§ **Record extracts**
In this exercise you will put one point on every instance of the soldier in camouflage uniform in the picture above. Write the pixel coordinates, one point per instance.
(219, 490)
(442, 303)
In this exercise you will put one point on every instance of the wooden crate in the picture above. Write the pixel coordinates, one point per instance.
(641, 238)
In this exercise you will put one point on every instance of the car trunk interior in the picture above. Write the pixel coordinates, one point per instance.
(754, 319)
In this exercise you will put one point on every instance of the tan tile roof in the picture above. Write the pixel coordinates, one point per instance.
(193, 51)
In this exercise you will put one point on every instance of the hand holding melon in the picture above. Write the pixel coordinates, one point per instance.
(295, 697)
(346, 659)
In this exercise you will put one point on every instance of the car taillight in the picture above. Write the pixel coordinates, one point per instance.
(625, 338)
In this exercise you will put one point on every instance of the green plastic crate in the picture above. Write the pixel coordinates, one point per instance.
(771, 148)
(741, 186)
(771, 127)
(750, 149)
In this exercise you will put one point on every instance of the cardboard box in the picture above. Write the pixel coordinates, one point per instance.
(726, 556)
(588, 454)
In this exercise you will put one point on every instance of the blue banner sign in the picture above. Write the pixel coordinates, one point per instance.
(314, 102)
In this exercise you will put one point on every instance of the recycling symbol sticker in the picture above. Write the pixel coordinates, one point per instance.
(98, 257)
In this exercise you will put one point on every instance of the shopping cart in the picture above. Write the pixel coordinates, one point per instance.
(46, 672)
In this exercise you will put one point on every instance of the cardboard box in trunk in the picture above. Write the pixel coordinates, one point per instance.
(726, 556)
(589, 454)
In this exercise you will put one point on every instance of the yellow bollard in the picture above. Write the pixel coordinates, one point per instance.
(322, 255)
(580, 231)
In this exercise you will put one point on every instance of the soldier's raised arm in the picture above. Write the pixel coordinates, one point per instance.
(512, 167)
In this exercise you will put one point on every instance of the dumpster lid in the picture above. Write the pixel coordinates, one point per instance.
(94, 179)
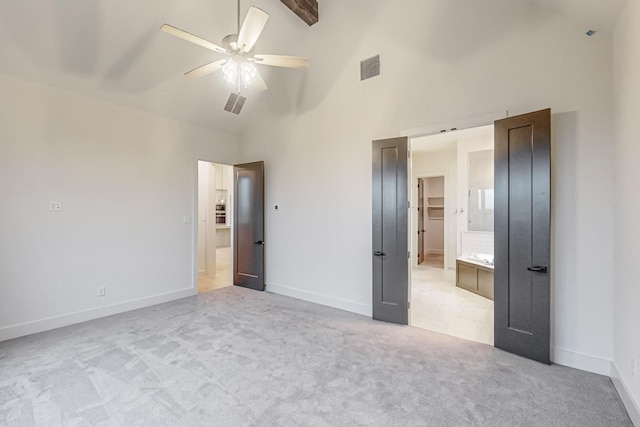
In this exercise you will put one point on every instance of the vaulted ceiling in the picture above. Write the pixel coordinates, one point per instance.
(113, 49)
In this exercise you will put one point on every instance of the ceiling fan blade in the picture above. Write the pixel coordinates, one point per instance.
(251, 28)
(177, 32)
(283, 61)
(206, 69)
(259, 83)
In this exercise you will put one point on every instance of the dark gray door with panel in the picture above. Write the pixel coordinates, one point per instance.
(390, 231)
(248, 236)
(522, 235)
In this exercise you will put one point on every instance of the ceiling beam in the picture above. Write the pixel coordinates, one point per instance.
(307, 10)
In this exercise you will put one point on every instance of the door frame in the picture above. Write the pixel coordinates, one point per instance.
(194, 222)
(434, 129)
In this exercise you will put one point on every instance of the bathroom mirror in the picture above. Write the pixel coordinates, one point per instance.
(480, 174)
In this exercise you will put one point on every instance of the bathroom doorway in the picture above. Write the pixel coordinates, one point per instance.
(215, 225)
(443, 171)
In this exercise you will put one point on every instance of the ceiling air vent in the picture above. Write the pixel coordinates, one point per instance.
(370, 67)
(235, 103)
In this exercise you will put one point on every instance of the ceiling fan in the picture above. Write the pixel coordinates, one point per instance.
(238, 65)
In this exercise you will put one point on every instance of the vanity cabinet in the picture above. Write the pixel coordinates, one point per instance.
(475, 278)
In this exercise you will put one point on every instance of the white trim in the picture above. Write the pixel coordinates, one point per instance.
(581, 361)
(630, 404)
(434, 252)
(354, 307)
(470, 122)
(54, 322)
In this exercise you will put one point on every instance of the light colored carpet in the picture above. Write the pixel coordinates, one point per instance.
(222, 277)
(235, 357)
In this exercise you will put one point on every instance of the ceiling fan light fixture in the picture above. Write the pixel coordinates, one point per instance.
(230, 70)
(248, 72)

§ **Brief**
The reply should repeat the listing above exactly and contain no pictures.

§ **Task result**
In this exercise you will put one point on every instance of the soldier in camouflage uniform in the picture above. Write the pixel coordinates, one point per instance.
(219, 490)
(442, 303)
In this exercise you will put one point on every instance of the wooden crate in the picture above. Write the pixel coordinates, one point per instance.
(641, 238)
In this exercise you will put one point on every instance of the car trunk interior in the picture above. Write the pixel coordinates, one point per instance.
(754, 319)
In this exercise you will put one point on every instance of the tan tile roof in the picture above. Write the pixel coordinates, one point per instance.
(193, 51)
In this exercise you will put one point on every instance of the hand holding melon in the picture above. Write the pixel coordinates, one point per instance.
(295, 697)
(346, 659)
In this exercise you will put one point on every instance of the car taillight in the picture above. Write the pixel coordinates, one point per instance.
(625, 338)
In this exercise you will put one point on every instance of the green plastic crate in the picture above. Write the pixel coordinates, one point per instance.
(771, 148)
(741, 186)
(771, 127)
(750, 149)
In this exercise you will put one point on every instance of the cardboard box in the picture above. Write the pixel coordinates, one point per instance.
(726, 556)
(588, 454)
In this exercise you will put one point on every instance of the blue banner sign in the picture above. Write the pixel coordinates, one point per instance.
(314, 102)
In this exercise you will put one point on every instance of the recycling symbol sticker in the picture above. Write the pixel coordinates, one point per instance.
(98, 257)
In this exercise you will put one point on every instance of the shopping cart in the picture above. Write the pixel coordinates, one point per instance.
(46, 672)
In this exercise you will put one point on every instance of the cardboard box in trunk in the picture above. Write the pixel coordinates, one point per instance.
(726, 556)
(589, 454)
In this exercise you will put one point on every instance of the yellow bollard in the picture above. Write the pixel coordinates, one point per instance.
(322, 255)
(580, 231)
In this exercise you will put one point on every instance of the soldier's raised arm in the picture above. Write the pixel coordinates, one point per instance.
(512, 167)
In this exercise you will put one point on every instance of the dumpster lid in the picture above. Write the pixel coordinates, one point per instance.
(94, 179)
In this exercise you will put one point on every instance of the vaulted ceiling in the picture above. Write the pixel coordinates, one point per instance.
(113, 49)
In this exercise you will put one point on every instance of the ceiling fan blade in the picture above. Write the pixel coordinates, one point per instance.
(251, 28)
(177, 32)
(283, 61)
(206, 69)
(259, 83)
In this exercise you will put one point on every instance of the dark gray door with panel in the picture above. Write the pixel coordinates, one point per instance.
(390, 231)
(248, 236)
(522, 235)
In this exercise you will put one point on every instance of the ceiling beam in the picture above. Write the pixel coordinates, one point per instance.
(307, 10)
In this exercise you will put one point on every instance of the door frame in the picture above. Write the pixel coordinates, one point per instance.
(194, 222)
(434, 129)
In this exercise you will put one point on every instance of the bathroom mirror in the picture above. Write the pixel coordinates, one point per instance.
(480, 174)
In this exercise you will put one point on every instance of the bathroom doorway in the picture above. Write the pixel coordinates, one point per instance.
(215, 225)
(443, 171)
In this exercise you will put one point on every instance of the ceiling air vent in the picture above. Write the pixel coordinates, one point per instance.
(370, 67)
(235, 103)
In this exercise you will put one point on every instance of the ceiling fan in the picture above. Write the pixel coordinates, one point per instance.
(238, 65)
In this exercise you will put one point on every instance of the vanity cabinet in the picture above. Write the pixel coordinates, one point per instance.
(475, 278)
In this exercise you will put one point on every instance of the white trim in the picture above. Write the pixel coordinates, one point per instance.
(581, 361)
(630, 404)
(434, 252)
(354, 307)
(470, 122)
(54, 322)
In this exercise you will put one point on every instance of the light colored carpet in the picture above. Write the pixel coordinates, one point per instance.
(222, 277)
(235, 357)
In this exercise you will put one point on every instance of the ceiling fan light fixture in the picture above. Write the pixel coordinates, one point per instance.
(230, 70)
(248, 72)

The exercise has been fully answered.